La straordinaria attenzione, partecipazione e tensione emotiva che
hanno caratterizzato la visita di Domenico Lucano al Centro Balducci il
10 dicembre scorso (400 persone nella sala e altrettante che non sono
riuscite ad entrare) non è stata generica curiosità e neppure solo un
appoggio a un’esperienza percepita come positiva. La vicinanza
dimostrata nei confronti di quella esperienza ci dice qualcosa di più,
ovvero ci parla della volontà di non assuefarsi a un clima fatto di
ostilità quando non di vero e proprio disprezzo per lo straniero e il
“diverso” in generale.
La caparbia storia di Lucano che da vent’anni lotta contro il declino
sociale, demografico e culturale della sua piccola comunità vedendo
nell’arrivo dei migranti l’inizio di una nuova pagina di storia da
riconoscere e coltivare, evidenzia una “tenacia del bene” che sa
parlare ancora a tutti gli uomini e donne di buona volontà spingendoli
a vivere il presente e a guardare il futuro in modo diverso da ciò che
oggi sembra essere (ma forse non è affatto) il pensiero dominante.
Domenica 7 ottobre 2018 si è svolta la Marcia PerugiAssisi della pace e
della fraternità. Oltre centomila persone hanno dato vita ad una
straordinaria giornata d’impegno civile. Di fronte ad una realtà che
costringe a fare i conti con problemi sempre più difficili e complessi,
partecipare alla marcia della pace e della fraternità ha voluto dire
vincere l’indifferenza, la rassegnazione, la sfiducia, recuperare la
capacità di pensare, di agire e non solo re-agire, di farlo assieme e
non da isolati. E’ stata una giornata importante, bella, emozionante.

## ESERCIZIO ASSEGNATO A
Stabilisci se le seguenti affermazioni concordano con il documento, rispondendo sì o no e citando esattamente le parole decisive: (i) alla visita di Lucano al Centro Balducci erano presenti 400 persone nella sala; (ii) Lucano lotta da dieci anni contro il declino della sua comunità; (iii) alla Marcia PerugiAssisi hanno partecipato meno di centomila persone.
Il documento e le voci non hanno alcun legame tra loro.

## Voci di annotazione a punti su immagini
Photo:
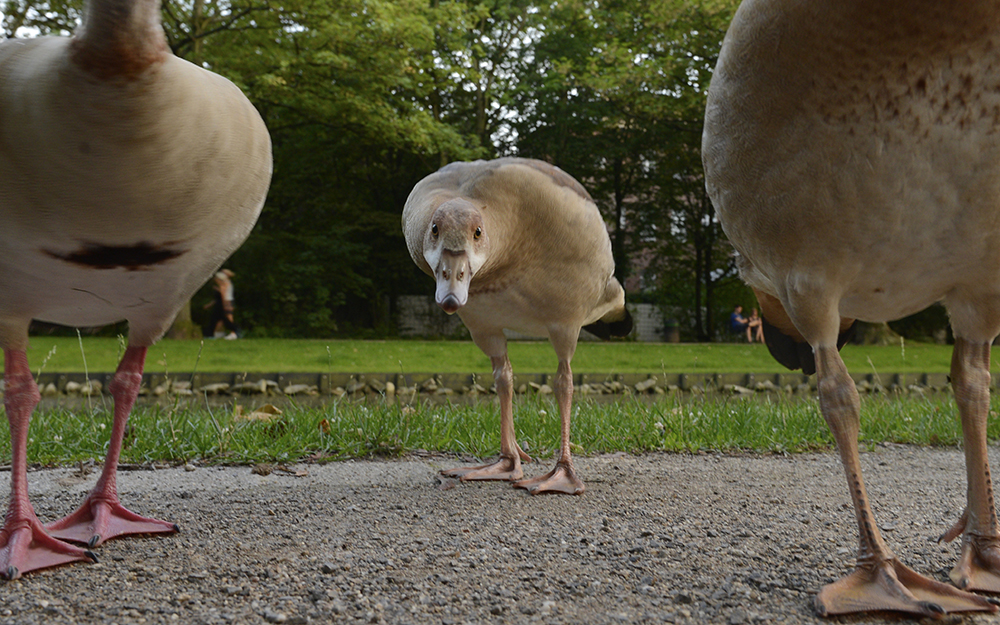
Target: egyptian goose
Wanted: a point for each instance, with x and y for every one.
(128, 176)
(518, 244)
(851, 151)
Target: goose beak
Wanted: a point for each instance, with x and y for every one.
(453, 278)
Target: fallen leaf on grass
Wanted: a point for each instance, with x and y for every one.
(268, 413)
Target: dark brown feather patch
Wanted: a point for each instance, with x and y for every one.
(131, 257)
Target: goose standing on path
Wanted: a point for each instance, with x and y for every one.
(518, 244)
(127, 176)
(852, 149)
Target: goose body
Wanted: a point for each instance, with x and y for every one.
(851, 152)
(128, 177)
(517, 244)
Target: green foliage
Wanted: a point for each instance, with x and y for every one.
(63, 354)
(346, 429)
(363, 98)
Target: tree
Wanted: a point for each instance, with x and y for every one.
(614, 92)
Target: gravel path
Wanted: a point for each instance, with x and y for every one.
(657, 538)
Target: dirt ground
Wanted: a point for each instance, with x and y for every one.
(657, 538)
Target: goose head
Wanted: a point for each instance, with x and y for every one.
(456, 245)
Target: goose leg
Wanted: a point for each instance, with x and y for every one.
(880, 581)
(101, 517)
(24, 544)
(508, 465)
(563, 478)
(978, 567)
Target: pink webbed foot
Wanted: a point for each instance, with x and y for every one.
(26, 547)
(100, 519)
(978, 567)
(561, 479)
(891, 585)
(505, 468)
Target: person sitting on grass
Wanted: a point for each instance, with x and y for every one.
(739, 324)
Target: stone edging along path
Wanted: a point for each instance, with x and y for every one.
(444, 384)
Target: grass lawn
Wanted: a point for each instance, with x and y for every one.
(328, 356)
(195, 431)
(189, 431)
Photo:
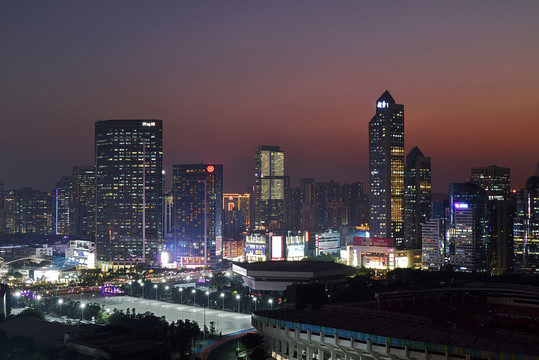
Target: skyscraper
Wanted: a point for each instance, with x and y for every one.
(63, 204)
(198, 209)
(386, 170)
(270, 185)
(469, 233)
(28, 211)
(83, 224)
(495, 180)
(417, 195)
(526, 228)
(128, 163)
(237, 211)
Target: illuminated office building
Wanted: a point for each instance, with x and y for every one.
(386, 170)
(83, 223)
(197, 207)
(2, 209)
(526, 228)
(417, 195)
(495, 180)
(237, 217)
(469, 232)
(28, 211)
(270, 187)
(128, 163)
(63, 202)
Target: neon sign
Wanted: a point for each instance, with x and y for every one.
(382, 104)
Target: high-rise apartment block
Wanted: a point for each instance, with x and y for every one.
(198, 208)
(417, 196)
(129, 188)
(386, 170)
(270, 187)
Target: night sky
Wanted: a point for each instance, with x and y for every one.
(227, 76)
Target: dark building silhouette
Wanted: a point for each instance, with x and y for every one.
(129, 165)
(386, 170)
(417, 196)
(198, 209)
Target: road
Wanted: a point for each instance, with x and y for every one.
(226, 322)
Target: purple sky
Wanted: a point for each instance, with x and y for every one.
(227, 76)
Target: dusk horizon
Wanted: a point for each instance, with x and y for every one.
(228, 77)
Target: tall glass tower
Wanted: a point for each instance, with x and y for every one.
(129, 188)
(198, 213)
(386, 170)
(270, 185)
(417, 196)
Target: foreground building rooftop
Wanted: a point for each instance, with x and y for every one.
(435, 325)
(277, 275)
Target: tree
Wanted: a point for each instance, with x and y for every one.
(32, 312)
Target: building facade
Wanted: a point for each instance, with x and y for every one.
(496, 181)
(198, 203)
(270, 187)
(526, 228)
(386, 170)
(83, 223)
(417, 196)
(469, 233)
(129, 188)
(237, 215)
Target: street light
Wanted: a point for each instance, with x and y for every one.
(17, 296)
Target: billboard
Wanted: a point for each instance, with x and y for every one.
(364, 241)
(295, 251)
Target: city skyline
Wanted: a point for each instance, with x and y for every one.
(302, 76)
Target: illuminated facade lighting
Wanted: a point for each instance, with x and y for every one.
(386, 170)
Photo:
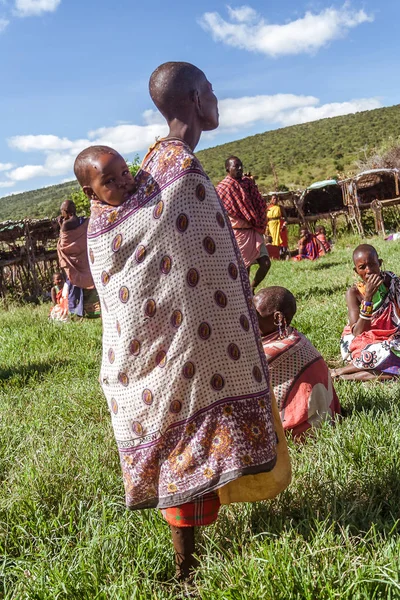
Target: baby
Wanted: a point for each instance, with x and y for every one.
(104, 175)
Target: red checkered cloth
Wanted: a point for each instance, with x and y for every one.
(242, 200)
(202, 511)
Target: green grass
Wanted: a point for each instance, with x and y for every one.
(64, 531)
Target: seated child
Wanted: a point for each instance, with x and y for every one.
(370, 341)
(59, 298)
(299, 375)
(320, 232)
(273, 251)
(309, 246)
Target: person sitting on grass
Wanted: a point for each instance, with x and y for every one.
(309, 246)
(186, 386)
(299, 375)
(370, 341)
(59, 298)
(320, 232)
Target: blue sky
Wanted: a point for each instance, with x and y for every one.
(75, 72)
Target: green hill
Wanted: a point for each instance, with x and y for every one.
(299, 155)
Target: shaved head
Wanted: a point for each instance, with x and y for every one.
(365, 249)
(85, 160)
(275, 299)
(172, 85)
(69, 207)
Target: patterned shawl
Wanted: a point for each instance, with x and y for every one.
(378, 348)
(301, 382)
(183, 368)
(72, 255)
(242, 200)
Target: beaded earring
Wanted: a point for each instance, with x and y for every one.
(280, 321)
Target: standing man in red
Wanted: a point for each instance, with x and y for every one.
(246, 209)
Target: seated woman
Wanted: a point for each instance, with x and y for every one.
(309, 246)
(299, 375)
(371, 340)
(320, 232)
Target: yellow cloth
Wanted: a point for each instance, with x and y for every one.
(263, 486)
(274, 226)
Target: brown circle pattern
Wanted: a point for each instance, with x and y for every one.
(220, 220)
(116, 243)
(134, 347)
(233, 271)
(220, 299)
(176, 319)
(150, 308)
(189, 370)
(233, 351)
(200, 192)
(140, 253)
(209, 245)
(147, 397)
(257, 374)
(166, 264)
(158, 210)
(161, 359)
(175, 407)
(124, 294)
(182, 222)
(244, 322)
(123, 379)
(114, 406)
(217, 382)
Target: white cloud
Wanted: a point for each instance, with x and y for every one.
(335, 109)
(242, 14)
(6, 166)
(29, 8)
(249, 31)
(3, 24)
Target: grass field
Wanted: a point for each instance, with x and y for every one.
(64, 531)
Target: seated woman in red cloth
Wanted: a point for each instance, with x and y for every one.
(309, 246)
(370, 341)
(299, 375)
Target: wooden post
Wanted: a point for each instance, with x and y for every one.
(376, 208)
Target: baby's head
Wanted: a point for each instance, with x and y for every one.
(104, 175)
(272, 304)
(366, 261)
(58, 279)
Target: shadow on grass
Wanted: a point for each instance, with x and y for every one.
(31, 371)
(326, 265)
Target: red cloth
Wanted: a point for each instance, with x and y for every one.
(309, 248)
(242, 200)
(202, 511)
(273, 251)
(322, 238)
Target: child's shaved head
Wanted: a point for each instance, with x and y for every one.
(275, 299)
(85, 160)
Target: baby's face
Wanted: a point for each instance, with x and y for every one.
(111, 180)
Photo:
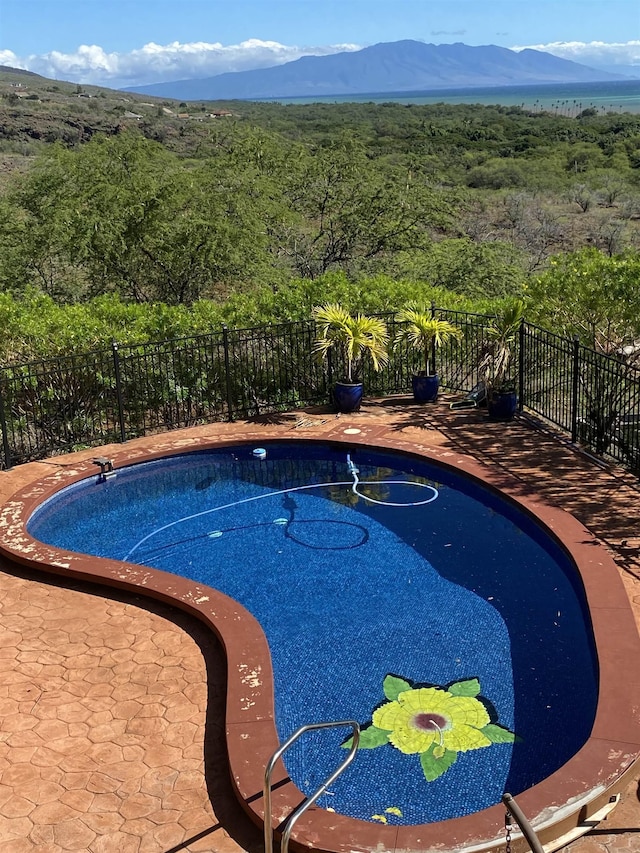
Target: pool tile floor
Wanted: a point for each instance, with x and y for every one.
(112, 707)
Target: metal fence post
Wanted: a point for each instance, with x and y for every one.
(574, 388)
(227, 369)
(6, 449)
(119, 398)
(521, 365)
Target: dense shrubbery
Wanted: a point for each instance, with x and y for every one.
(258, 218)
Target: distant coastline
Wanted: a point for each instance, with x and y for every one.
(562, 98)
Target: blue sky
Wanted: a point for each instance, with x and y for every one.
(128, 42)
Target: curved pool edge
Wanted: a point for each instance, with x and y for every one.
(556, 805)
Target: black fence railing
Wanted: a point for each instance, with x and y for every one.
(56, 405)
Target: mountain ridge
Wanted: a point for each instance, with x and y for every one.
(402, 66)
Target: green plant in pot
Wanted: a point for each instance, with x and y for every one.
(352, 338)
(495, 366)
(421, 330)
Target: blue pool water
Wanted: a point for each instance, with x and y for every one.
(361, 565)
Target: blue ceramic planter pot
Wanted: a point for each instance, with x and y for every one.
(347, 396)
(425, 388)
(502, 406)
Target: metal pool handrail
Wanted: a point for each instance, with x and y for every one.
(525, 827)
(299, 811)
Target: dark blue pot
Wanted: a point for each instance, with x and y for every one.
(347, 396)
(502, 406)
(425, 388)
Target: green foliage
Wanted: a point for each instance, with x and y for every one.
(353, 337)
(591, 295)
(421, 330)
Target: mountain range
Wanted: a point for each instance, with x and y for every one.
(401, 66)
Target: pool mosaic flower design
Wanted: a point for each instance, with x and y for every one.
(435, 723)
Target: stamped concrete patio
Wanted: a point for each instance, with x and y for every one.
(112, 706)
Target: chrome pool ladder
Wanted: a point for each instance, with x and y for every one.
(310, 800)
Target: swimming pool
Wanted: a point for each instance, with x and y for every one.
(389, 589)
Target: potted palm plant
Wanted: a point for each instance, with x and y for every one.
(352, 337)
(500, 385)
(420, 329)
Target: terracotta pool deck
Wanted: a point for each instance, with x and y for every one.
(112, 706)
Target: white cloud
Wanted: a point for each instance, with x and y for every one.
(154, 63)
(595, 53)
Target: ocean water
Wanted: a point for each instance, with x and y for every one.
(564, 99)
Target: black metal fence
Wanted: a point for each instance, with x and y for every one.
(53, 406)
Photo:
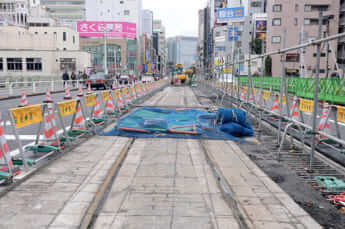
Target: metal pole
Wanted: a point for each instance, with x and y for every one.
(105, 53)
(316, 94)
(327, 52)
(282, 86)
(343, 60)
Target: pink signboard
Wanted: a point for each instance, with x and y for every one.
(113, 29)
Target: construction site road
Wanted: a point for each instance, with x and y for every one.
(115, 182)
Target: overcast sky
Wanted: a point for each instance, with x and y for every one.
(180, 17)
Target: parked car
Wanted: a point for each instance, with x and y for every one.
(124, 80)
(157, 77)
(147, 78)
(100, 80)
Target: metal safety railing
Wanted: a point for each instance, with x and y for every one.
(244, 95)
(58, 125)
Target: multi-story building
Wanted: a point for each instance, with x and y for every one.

## ESERCIZIO ASSEGNATO B
Trasforma in una tabella Markdown, con le colonne «Numero» e «Riga», il tratto delle voci che va dalla riga contenente "Target: terracotta pool deck" fino alla fine delle voci, estremi inclusi, escludendo le righe vuote. Lascia fuori le immagini.

## RISPOSTA COMPLETA A
(i) Sì: "400 persone nella sala".
(ii) No: "da vent’anni lotta contro il declino".
(iii) No: "Oltre centomila persone hanno dato vita ad una straordinaria giornata d’impegno civile".

## RISPOSTA COMPLETA B
| Numero | Riga |
|---|---|
| 1 | Target: terracotta pool deck |
| 2 | Wanted: a point for each instance, with x and y for every one. |
| 3 | (112, 706) |
| 4 | Target: white cloud |
| 5 | Wanted: a point for each instance, with x and y for every one. |
| 6 | (154, 63) |
| 7 | (595, 53) |
| 8 | Target: ocean water |
| 9 | Wanted: a point for each instance, with x and y for every one. |
| 10 | (564, 99) |
| 11 | Target: black metal fence |
| 12 | Wanted: a point for each instance, with x and y for every one. |
| 13 | (53, 406) |
| 14 | Photo: |
| 15 | Target: metal pole |
| 16 | Wanted: a point for each instance, with x and y for every one. |
| 17 | (105, 53) |
| 18 | (316, 94) |
| 19 | (327, 52) |
| 20 | (282, 86) |
| 21 | (343, 60) |
| 22 | Target: pink signboard |
| 23 | Wanted: a point for each instance, with x and y for every one. |
| 24 | (113, 29) |
| 25 | Target: construction site road |
| 26 | Wanted: a point for each instance, with x and y for every one. |
| 27 | (115, 182) |
| 28 | Target: overcast sky |
| 29 | Wanted: a point for each instance, with x and y for every one. |
| 30 | (180, 17) |
| 31 | Target: parked car |
| 32 | Wanted: a point for each instance, with x and y for every one. |
| 33 | (124, 80) |
| 34 | (157, 77) |
| 35 | (147, 78) |
| 36 | (100, 80) |
| 37 | Target: metal safety railing |
| 38 | Wanted: a point for each instance, with x and y for every one. |
| 39 | (244, 95) |
| 40 | (58, 125) |
| 41 | Target: multi-story building |
| 42 | Wanted: a point for each instance, with x and y for every one. |